How many of the lines below contain the string "wall"? Reply with the number only.
★ ★ ★ ★
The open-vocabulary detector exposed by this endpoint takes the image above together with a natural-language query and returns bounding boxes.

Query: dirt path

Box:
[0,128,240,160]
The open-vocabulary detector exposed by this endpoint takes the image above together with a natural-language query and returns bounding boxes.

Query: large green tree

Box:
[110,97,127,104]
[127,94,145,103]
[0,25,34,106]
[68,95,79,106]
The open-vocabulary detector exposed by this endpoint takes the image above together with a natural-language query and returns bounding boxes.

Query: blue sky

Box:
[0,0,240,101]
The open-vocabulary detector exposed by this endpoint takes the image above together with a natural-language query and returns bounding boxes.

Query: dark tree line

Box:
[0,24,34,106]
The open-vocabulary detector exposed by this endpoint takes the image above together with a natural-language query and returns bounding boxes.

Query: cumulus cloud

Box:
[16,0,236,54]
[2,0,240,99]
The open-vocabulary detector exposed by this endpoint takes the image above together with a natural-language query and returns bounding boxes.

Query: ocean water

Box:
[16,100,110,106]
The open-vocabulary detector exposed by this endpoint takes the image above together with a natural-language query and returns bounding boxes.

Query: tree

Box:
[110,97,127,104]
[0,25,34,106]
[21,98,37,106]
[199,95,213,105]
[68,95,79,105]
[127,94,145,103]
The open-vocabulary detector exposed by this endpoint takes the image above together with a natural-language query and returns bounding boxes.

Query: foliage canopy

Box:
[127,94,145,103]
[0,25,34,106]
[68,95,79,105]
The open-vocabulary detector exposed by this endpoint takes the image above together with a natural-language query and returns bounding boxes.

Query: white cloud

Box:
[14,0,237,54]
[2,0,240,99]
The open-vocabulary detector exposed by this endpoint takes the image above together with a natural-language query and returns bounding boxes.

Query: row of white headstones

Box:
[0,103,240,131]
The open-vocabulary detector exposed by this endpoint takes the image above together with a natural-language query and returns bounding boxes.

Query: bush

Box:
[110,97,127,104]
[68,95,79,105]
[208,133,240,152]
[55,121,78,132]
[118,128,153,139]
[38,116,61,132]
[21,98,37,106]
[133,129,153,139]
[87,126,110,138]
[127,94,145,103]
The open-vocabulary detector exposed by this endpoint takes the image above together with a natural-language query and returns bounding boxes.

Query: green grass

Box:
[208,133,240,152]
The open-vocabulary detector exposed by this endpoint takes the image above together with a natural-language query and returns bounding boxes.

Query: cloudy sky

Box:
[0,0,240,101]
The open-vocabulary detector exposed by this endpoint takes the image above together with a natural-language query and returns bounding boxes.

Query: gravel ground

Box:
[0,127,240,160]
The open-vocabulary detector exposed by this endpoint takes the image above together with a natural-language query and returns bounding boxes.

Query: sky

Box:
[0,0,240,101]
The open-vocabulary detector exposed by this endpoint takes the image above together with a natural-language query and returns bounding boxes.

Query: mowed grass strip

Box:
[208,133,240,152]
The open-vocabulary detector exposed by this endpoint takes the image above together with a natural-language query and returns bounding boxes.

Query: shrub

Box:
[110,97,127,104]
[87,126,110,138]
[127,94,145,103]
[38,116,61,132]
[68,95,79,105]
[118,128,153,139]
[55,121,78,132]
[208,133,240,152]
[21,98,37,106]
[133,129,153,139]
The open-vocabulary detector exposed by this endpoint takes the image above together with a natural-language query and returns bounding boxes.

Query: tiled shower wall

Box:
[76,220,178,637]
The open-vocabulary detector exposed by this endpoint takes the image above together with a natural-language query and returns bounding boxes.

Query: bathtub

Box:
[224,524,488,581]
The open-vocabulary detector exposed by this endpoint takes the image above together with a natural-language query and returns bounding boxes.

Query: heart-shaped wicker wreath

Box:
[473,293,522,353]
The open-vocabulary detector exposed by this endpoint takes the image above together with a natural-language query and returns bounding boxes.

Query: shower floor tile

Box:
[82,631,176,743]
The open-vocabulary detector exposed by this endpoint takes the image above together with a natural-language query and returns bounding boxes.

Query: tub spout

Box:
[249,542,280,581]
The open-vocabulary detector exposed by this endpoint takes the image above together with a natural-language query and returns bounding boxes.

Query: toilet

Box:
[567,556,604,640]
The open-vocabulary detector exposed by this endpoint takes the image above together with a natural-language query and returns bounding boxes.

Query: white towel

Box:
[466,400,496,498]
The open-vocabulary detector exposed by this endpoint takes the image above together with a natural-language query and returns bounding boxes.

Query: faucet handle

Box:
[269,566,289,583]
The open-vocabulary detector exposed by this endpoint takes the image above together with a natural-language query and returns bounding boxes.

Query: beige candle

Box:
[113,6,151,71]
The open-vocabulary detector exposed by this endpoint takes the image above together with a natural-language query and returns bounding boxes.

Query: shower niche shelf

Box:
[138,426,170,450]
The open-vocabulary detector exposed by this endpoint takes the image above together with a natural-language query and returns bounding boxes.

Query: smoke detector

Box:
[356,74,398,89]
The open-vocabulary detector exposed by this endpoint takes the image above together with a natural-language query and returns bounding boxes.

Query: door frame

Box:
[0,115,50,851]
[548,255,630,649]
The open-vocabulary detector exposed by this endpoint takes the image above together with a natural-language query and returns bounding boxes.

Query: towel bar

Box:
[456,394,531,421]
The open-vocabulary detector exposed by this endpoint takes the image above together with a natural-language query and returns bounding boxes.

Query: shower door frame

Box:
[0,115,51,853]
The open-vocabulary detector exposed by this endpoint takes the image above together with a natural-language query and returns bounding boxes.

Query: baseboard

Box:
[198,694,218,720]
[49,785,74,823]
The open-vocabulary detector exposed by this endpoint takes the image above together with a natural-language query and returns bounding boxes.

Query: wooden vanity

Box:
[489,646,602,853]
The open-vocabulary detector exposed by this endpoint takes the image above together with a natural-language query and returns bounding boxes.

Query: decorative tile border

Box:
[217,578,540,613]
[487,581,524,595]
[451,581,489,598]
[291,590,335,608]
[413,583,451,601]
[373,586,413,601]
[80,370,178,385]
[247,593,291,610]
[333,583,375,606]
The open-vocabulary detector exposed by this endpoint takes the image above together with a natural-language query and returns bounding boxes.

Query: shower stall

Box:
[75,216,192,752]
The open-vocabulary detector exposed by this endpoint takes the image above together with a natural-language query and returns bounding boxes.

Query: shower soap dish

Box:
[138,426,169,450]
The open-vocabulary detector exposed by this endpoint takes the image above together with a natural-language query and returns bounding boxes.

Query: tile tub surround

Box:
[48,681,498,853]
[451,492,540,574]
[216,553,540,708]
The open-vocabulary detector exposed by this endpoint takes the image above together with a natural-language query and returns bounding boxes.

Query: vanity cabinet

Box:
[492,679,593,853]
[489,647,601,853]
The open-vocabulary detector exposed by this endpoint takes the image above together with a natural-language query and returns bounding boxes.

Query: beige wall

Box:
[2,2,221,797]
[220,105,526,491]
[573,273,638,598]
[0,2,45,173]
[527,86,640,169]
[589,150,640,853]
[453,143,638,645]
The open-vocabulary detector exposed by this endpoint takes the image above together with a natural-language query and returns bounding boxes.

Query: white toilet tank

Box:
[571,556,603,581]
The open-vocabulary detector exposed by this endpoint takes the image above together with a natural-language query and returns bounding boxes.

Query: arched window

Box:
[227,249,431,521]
★ ★ ★ ★
Solution below => 2